→ WHAT YOU NEED TO DO
Reproduce all of the records exactly.

→ RECORDS SHOWN
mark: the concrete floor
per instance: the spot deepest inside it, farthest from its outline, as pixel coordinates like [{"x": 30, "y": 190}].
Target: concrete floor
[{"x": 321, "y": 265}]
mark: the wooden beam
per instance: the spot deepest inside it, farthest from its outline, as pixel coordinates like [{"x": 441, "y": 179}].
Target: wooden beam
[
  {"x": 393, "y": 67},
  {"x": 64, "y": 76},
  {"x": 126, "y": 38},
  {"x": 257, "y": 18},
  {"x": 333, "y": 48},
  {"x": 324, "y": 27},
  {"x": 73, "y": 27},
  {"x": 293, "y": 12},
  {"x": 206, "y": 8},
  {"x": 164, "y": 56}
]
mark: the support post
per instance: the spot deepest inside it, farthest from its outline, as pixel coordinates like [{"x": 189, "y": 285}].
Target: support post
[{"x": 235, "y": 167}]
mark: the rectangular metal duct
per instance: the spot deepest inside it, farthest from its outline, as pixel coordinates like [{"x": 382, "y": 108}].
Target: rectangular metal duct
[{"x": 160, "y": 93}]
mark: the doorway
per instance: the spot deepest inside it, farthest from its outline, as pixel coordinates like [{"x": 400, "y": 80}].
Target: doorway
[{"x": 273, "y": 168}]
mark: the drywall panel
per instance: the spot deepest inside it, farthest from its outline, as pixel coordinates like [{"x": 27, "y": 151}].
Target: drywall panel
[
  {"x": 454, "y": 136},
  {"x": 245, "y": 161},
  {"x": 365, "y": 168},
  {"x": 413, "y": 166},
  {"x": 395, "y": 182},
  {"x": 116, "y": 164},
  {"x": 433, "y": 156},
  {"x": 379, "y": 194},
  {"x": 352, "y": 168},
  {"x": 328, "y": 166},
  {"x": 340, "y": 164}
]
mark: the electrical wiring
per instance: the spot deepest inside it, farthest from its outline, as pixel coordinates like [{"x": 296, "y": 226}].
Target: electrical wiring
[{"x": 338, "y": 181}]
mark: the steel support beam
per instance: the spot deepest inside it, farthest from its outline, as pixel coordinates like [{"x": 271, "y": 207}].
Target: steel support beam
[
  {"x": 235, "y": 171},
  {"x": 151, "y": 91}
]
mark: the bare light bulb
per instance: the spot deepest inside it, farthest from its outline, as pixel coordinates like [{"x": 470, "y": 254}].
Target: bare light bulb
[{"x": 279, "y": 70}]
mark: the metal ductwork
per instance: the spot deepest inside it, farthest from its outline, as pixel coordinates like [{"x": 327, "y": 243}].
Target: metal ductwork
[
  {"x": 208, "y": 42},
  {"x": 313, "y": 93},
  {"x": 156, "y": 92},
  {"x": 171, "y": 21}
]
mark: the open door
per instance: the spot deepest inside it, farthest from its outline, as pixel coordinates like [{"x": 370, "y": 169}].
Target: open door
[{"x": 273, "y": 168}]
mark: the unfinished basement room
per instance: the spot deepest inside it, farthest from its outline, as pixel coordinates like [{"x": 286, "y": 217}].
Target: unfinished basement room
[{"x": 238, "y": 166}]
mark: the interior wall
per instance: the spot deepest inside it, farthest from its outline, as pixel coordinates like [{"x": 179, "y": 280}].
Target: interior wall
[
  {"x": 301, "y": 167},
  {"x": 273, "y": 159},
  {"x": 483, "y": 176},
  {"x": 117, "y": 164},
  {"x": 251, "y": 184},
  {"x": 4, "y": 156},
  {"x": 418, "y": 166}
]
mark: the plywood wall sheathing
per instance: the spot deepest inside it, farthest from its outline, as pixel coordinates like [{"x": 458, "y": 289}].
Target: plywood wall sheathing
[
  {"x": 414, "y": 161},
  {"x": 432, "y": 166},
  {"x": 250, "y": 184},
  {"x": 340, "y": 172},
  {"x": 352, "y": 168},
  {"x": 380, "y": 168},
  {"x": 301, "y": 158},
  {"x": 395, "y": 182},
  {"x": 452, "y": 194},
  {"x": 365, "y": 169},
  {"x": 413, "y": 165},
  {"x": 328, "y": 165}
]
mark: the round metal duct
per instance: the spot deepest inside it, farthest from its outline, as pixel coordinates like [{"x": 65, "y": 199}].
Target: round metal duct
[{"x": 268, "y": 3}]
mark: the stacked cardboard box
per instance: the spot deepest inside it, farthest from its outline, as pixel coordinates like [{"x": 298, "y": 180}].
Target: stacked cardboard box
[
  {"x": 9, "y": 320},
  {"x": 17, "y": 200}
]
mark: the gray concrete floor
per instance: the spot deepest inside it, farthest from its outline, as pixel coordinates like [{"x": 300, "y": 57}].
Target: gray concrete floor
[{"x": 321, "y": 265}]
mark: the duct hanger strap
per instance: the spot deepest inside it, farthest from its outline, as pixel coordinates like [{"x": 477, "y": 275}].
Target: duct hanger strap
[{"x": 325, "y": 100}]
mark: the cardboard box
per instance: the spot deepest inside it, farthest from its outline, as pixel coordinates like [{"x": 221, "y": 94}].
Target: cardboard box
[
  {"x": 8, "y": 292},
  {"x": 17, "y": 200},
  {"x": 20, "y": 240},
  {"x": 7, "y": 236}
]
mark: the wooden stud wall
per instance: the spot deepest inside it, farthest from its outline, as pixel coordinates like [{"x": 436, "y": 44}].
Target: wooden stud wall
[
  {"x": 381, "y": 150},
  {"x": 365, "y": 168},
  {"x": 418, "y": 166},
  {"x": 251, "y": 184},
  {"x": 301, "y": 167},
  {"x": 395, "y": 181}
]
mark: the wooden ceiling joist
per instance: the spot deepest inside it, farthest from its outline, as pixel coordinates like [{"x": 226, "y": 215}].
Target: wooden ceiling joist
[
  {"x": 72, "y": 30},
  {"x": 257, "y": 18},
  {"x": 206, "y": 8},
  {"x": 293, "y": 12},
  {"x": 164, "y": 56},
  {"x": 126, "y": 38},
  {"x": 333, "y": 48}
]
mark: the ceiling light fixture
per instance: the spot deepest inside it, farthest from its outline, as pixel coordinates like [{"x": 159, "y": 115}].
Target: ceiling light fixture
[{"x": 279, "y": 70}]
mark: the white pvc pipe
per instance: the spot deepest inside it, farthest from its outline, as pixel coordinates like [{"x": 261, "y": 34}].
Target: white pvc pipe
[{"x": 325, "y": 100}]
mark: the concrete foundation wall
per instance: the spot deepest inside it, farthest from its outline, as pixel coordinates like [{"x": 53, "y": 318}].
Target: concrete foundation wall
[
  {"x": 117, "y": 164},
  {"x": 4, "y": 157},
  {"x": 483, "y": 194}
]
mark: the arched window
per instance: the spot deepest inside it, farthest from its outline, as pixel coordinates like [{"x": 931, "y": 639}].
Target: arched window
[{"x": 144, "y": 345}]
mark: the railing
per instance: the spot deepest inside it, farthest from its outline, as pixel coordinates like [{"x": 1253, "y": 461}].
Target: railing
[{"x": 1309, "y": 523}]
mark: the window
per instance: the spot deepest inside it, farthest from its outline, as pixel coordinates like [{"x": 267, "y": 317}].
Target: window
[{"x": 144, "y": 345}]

→ RESULT FOR THIS EXERCISE
mark: the concrete floor
per instance: the spot deepest inside it, farthest from its outline, as pixel coordinates like [{"x": 30, "y": 190}].
Target: concrete floor
[{"x": 321, "y": 265}]
mark: the wooden beam
per instance: the spot deepest inside it, farthest from its outline, as pixel coordinates like [{"x": 441, "y": 179}].
Target: wooden beam
[
  {"x": 393, "y": 67},
  {"x": 64, "y": 76},
  {"x": 126, "y": 38},
  {"x": 257, "y": 18},
  {"x": 333, "y": 48},
  {"x": 324, "y": 27},
  {"x": 73, "y": 27},
  {"x": 293, "y": 12},
  {"x": 206, "y": 8},
  {"x": 164, "y": 56}
]
mark: the support post
per instance: the spot deepest inside it, farthest from its outline, as pixel coordinates like [{"x": 189, "y": 285}].
Target: support post
[{"x": 235, "y": 167}]
mark: the rectangular metal duct
per instance: the spot deepest inside it, farthest from its outline, as pixel coordinates like [{"x": 382, "y": 108}].
Target: rectangular metal duct
[{"x": 160, "y": 93}]
mark: the doorway
per instance: the spot deepest inside it, farthest from its outline, as pixel coordinates like [{"x": 400, "y": 80}].
Target: doorway
[{"x": 273, "y": 168}]
mark: the drywall panel
per instance: the spot deepest inside it, farthest from its outline, as pixel coordinates like [{"x": 27, "y": 151}].
Target: drywall panel
[
  {"x": 454, "y": 136},
  {"x": 245, "y": 161},
  {"x": 365, "y": 168},
  {"x": 413, "y": 166},
  {"x": 395, "y": 182},
  {"x": 116, "y": 164},
  {"x": 433, "y": 156},
  {"x": 379, "y": 194},
  {"x": 352, "y": 168},
  {"x": 328, "y": 166},
  {"x": 340, "y": 164}
]
mark: the electrical wiring
per instance: the spot deepest inside it, farthest from its outline, as pixel coordinates like [{"x": 296, "y": 226}].
Target: electrical wiring
[{"x": 338, "y": 181}]
mark: the steel support beam
per instance: the spot deepest inside it, farthest from its outline, as pixel coordinates like [{"x": 271, "y": 207}].
Target: steel support beam
[
  {"x": 235, "y": 171},
  {"x": 151, "y": 91}
]
mark: the bare light bulb
per instance: the spot deepest inside it, farthest from its outline, as pixel coordinates like [{"x": 470, "y": 254}].
Target: bare light bulb
[{"x": 279, "y": 70}]
mark: the metal ductwork
per instance: the spot deepest inside it, farthest from its outline, as pixel coordinates like [{"x": 327, "y": 243}].
Target: metal ductwork
[
  {"x": 208, "y": 42},
  {"x": 313, "y": 93},
  {"x": 156, "y": 92},
  {"x": 171, "y": 21}
]
mark: the open door
per instance: the spot deepest inside it, farthest from its outline, as pixel coordinates like [{"x": 370, "y": 169}].
Target: open door
[{"x": 273, "y": 168}]
mark: the unfinished basement room
per instance: the spot deepest inside it, farthest from its outline, as pixel coordinates like [{"x": 286, "y": 217}].
Target: unfinished basement room
[{"x": 238, "y": 166}]
mark: the interior wall
per instance: the spot deepest inside it, farthest from its outline, as pixel coordinates like [{"x": 179, "y": 280}].
Target: interior wall
[
  {"x": 301, "y": 167},
  {"x": 273, "y": 159},
  {"x": 483, "y": 176},
  {"x": 117, "y": 164},
  {"x": 251, "y": 184},
  {"x": 4, "y": 156},
  {"x": 418, "y": 166}
]
mark: the plywood wall sheathing
per instance: the spot deepest inside it, farthest from its outline, as pixel coordinates like [{"x": 458, "y": 289}].
Target: plywood wall sheathing
[
  {"x": 414, "y": 161},
  {"x": 432, "y": 166},
  {"x": 250, "y": 184},
  {"x": 340, "y": 172},
  {"x": 352, "y": 168},
  {"x": 380, "y": 168},
  {"x": 301, "y": 158},
  {"x": 395, "y": 182},
  {"x": 452, "y": 194},
  {"x": 365, "y": 169},
  {"x": 413, "y": 165},
  {"x": 328, "y": 165}
]
mark: the round metal duct
per instance: the spot deepest inside it, farthest from its outline, as pixel coordinates like [{"x": 65, "y": 199}].
Target: round metal duct
[{"x": 268, "y": 3}]
mark: the stacked cardboard box
per instance: the spot deepest inside it, farthest from its outline, as pixel coordinates like [{"x": 298, "y": 180}].
Target: stacked cardboard box
[
  {"x": 9, "y": 320},
  {"x": 17, "y": 200}
]
mark: the gray concrete floor
per instance: the spot deepest inside it, farthest from its outline, as pixel coordinates like [{"x": 300, "y": 57}].
Target: gray concrete floor
[{"x": 321, "y": 265}]
mark: the duct hanger strap
per instance: the spot deepest inside it, farthest from its outline, as pixel coordinates like [{"x": 477, "y": 275}].
Target: duct hanger strap
[{"x": 325, "y": 100}]
mark: the cardboard box
per instance: the spot deepest inside it, farthest from its outline, as pixel coordinates like [{"x": 221, "y": 94}].
Target: cardboard box
[
  {"x": 8, "y": 292},
  {"x": 17, "y": 200},
  {"x": 20, "y": 240},
  {"x": 7, "y": 236}
]
mark: the wooden stud wall
per instance: the spot deepest inside it, farthest from its outline, as pixel coordinates like [{"x": 436, "y": 44}].
Target: wooden stud wall
[
  {"x": 381, "y": 150},
  {"x": 365, "y": 168},
  {"x": 418, "y": 166},
  {"x": 251, "y": 184},
  {"x": 301, "y": 167},
  {"x": 395, "y": 181}
]
mark: the wooden ceiling joist
per instance: the spot deepest inside it, farthest from its outline, as pixel coordinates like [{"x": 226, "y": 215}].
Target: wooden ceiling joist
[
  {"x": 72, "y": 30},
  {"x": 257, "y": 18},
  {"x": 206, "y": 8},
  {"x": 293, "y": 12},
  {"x": 164, "y": 56},
  {"x": 126, "y": 38},
  {"x": 333, "y": 48}
]
mark: the ceiling light fixture
per instance: the spot deepest inside it, farthest from its outline, as pixel coordinates like [{"x": 159, "y": 115}].
Target: ceiling light fixture
[{"x": 279, "y": 70}]
mark: the white pvc pipe
per instance: the spot deepest inside it, farthest from its outline, as pixel coordinates like [{"x": 261, "y": 34}].
Target: white pvc pipe
[{"x": 325, "y": 100}]
mark: the concrete foundation wall
per instance: the spot deepest inside it, farthest from its outline, as pixel coordinates like [{"x": 53, "y": 318}].
Target: concrete foundation wall
[
  {"x": 117, "y": 164},
  {"x": 4, "y": 157},
  {"x": 483, "y": 194}
]
mark: the arched window
per instance: the spot deepest inside it, farthest from its outline, as pixel coordinates like [{"x": 931, "y": 639}].
Target: arched window
[{"x": 144, "y": 345}]
mark: the railing
per instance: the spot deepest inside it, farthest from its outline, as pixel coordinates like [{"x": 1253, "y": 461}].
Target: railing
[{"x": 1309, "y": 523}]
mark: the window
per instance: the spot deepest inside it, farthest from its outline, as pixel coordinates like [{"x": 267, "y": 317}].
Target: window
[{"x": 144, "y": 345}]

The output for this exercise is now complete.